━━━━━ FRAGMENT TEKSTU ━━━━━

Niels Frederiksen wymienił prawie całą jedenastkę względem meczu z GKS-em Katowice. Mateusza Skrzypczaka na środku obrony zastąpił Alex Douglas, Michał Gurgul wskoczył w miejsce Joao Moutinho, a Joel Pereira pojawił się za Roberta Gumnego. Ponadto w wyjściowej jedenastce zabrakło Timothy'ego Oumy. Zamiast niego w środku pola pojawił się Pablo Rodriguez, pod którego adresem wylało się w ostatnim czasie sporo krytyki.
Kluczową zmianą był jednak powrót do wyjściowego składu Luisa Palmy, który wcześniej pauzował z powodu czerwonej kartki. Na drugim skrzydle partnerował mu natomiast Taofeek Ismaheel.
Lech grał, ale to Pogoń strzeliła pierwsza
Lech Poznań w swoim stylu od pierwszego gwizdka przejął inicjatywę w meczu. Podopieczni Nielsa Frederiksena często szarżowali na bramkę Cojocaru skrzydłami i bardzo agresywnie naciskali na Pogoń w pressingu. "Portowcy" mieli ogromne problemy z utrzymaniem się dłużej przy piłce i przeprowadzeniem składnej akcji na połowie przeciwnika. Ich najgroźniejsze ataki pojawiały się w zasadzie tylko po niedokładnych zagraniach lechitów.Gospodarze świetnie weszli w mecz, ale to Pogoń Szczecin nieoczekiwanie pierwsza wyszła na prowadzenie! Bartosza Mrozka po raz pierwszy w 14. minucie pokonał Kamil Grosicki po błyskawicznym kontrataku. Strata bramki nie zmieniła jednak obrazu gry - Lech nadal bardzo wysoko naciskał na rywali, grając szybko na jeden kontakt pod polem karnym rywali i strzelając z praktycznie każdej pozycji.
Pogoń ostatecznie utrzymała prowadzenie 1:0 do końca pierwszej połowy, lecz wynik zupełnie nie odzwierciedlał przebiegu spotkania. Kolejorz do przerwy nieustannie bombardował strzałami bramkę "Portowców" i dominował w posiadaniu piłki. Największa szansa na wyrównanie pojawiła się w 37. minucie za sprawą strzału Ismaheelego, ale rewelacyjnie na lini spisał się wtedy Cojocaru.

━━━━━

* [TREŚĆ POLECENIA A] Który zawodnik zdobył pierwszą bramkę według relacji z meczu Lecha z Pogonią i w której minucie to zrobił?
* [TREŚĆ POLECENIA B] Przedłuż relację z meczu Lecha z Pogonią o kolejne akapity, zaczynając zaraz po jej ostatnim zdaniu.
Dane nie odgrywają tu żadnej roli.

━━━━━ DOSTARCZONE DANE ━━━━━

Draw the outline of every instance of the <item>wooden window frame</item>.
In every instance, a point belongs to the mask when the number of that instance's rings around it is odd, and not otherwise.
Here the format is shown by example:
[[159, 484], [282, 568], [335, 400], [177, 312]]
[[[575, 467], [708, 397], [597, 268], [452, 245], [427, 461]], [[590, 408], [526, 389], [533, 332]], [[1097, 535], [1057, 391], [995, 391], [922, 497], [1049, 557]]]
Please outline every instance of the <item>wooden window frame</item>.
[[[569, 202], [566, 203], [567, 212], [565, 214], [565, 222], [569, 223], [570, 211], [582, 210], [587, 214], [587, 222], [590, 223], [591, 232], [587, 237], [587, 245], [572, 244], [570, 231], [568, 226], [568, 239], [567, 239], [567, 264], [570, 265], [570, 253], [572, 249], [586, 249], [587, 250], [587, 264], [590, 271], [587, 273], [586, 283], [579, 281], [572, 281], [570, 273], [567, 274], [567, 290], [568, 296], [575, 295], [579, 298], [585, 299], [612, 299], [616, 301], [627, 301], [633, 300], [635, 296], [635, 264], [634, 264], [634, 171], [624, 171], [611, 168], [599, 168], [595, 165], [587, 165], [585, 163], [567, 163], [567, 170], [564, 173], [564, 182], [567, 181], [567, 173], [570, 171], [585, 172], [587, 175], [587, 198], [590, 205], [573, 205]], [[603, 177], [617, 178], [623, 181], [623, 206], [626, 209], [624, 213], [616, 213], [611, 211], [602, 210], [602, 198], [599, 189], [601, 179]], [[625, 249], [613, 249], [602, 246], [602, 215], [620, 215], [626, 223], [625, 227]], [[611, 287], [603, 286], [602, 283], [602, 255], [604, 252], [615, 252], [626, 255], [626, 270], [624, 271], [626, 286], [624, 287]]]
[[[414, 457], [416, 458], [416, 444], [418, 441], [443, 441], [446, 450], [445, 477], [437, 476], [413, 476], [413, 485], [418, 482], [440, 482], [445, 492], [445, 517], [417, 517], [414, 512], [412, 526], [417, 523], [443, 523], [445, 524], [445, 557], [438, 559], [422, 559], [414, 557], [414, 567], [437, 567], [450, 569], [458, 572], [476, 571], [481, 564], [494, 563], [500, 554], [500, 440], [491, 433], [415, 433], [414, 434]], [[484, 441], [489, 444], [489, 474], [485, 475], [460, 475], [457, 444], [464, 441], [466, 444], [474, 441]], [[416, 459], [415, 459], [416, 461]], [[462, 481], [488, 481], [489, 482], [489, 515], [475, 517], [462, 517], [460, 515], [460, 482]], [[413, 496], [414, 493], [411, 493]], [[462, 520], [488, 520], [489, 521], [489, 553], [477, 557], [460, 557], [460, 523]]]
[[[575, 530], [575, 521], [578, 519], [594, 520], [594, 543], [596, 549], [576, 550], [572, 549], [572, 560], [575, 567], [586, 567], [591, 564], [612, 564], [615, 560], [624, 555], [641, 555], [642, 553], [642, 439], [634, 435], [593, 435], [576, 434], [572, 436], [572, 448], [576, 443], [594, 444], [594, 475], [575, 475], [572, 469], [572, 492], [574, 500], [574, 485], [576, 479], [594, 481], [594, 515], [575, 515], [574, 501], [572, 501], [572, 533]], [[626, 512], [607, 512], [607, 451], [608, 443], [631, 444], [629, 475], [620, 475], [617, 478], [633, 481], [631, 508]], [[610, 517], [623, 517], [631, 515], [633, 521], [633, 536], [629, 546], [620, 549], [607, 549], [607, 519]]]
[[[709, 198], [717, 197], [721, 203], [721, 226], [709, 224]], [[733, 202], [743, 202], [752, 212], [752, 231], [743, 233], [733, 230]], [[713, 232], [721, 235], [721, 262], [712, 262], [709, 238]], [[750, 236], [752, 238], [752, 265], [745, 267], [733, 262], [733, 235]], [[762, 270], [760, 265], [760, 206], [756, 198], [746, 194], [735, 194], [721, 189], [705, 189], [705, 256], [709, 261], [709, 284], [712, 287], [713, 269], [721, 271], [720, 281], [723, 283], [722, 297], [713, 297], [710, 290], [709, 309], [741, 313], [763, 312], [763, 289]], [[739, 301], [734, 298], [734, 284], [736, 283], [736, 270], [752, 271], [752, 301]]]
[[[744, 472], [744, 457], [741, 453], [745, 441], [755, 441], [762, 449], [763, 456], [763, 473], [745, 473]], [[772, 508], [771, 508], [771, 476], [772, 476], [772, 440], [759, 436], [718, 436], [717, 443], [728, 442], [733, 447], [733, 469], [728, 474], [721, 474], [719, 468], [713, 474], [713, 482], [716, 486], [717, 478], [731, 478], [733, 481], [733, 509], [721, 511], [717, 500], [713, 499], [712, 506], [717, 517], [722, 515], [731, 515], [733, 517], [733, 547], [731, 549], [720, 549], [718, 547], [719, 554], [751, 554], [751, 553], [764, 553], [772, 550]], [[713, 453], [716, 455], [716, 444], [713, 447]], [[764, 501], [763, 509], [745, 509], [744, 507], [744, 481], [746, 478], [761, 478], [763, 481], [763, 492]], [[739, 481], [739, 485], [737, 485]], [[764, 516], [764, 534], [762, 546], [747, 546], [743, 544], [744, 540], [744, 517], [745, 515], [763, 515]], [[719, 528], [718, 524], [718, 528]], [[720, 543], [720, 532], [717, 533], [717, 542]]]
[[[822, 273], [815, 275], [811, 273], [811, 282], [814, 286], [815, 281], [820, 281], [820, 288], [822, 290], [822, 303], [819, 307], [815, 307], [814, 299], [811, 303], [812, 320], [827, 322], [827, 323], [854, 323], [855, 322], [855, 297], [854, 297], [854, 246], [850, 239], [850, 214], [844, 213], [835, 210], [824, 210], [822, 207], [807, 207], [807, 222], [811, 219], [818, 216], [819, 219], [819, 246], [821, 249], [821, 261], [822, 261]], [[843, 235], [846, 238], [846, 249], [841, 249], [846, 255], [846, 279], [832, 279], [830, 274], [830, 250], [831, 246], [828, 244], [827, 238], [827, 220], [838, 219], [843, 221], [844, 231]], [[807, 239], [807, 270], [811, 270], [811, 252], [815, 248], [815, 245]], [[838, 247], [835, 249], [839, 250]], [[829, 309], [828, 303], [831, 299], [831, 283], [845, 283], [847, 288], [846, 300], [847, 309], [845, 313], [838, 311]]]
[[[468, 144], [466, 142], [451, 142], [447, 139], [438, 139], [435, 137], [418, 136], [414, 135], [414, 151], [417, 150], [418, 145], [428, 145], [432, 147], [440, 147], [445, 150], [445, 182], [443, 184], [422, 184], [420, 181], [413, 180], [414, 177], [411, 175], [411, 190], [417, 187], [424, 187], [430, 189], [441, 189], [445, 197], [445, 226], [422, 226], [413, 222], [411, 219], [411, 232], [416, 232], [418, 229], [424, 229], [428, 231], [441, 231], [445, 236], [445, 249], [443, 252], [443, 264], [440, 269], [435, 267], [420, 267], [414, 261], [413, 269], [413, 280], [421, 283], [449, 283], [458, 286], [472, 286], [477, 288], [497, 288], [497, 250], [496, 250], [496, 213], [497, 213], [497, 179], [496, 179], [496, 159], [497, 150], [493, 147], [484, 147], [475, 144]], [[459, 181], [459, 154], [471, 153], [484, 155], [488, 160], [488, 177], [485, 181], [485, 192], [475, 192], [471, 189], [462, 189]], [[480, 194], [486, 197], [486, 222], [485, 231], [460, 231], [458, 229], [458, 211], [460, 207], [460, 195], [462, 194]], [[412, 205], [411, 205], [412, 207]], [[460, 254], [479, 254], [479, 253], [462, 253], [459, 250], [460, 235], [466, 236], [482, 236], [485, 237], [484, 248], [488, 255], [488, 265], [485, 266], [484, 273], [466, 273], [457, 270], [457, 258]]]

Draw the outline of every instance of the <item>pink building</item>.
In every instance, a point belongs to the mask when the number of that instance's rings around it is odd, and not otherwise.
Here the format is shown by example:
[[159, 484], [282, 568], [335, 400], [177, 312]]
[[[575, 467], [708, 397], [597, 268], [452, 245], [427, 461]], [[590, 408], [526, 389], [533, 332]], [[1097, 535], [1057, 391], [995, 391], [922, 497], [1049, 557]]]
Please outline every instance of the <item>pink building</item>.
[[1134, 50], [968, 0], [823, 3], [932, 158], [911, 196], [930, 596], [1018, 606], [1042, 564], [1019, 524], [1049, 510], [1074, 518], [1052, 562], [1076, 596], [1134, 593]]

━━━━━

* [OSTATECZNA ODPOWIEDŹ A] Kamil Grosicki, w 14. minucie.

* [OSTATECZNA ODPOWIEDŹ B]
Lech rozstrzelał się w drugiej połowie, ale to nie przyniosło mu zwycięstwa
Pogoń po wznowieniu gry ustawiła się jeszcze bardziej defensywnie, zmuszając Lecha do ataku pozycyjnego. Paradoksalnie to właśnie wtedy Kolejorzowi udało się zaskoczyć Cojocaru po cudownym dośrodkowaniu Luisa Palmy w pole karne. Do piłki dopadł wtedy Mikael Ishak i pewnie wykończył akcję.Mecz po bramce wyrównującej się otworzył. Zarówno Pogoń jak i Lech miały dużo przestrzeni do ataku, ale to Kolejorz ponownie był bliżej zdobycia gola. W 61. minucie pierwsze gospodarzom mógł dać Luis Palma, kiedy pięknym strzałem w "okienko" pokonał Cojocaru, ale sędzia odgwizdał spalonego. Wraz z przebiegiem meczu Lech Poznań stwarzał coraz większe zagrożenie, a Pogoń łatwo traciła piłki.
Pomimo wyraźnej przewagi Kolejorza w drugiej części spotkania, mankamenty z pierwszej odsłony wciąż dawały się gospodarzom we znaki. Podopieczni Nielsa Frederiksena byli niedokładni pod polem karnym Pogoni Szczecin i pokazywali braki w komunikacji. Tylko te czynniki powstrzymywały lechitów przed objęciem prowadzenia.
W końcu jednak Lech Poznań rzutem na taśmę wbił gola Pogoni Szczecin. W 89. minucie Filip Jagiełło obsłużył przepięknym podaniem Leo Bengtssona, który pokonał Cojocaru po 15 minutach od wejścia na boisko. Radość podopiecznychc Nielsa Frederiksena potrwała jednak 60 sekund, bowiem w 90. minucie po rewelacyjnym rajdzie gola gospodarzom wbił zmiennik po stronie Pogoni - Paul Mukariu. Tym samym zamknął on rywalizację w niedzielnym meczu
Lech Poznań - Pogoń Szczecin 2:2 (0:1)
Bramki: Ishak 50., Bengtsson 89. - Lech - Grosicki 14., Mukariu 90. - Pogoń
Lech: Mrozek - Pereira, Douglas, Milić, Gurgul (Moutinho 75.) - Kozubal (Ouma 62.), Jagiełło, Rodriguez (Agnero 82.) - Ismaheel (Bengtsson 75.), Ishak, Palma (Lisman 82.).
Pogoń: Cojocaru - Walhqvist, Keramitsis (Smoliński 75.), Huja, Koutris - Ulvestad, Ndiaye - Juwara (Hussein 67.), Greenwood, Grosicki (Mukariu 73.) - Molnar.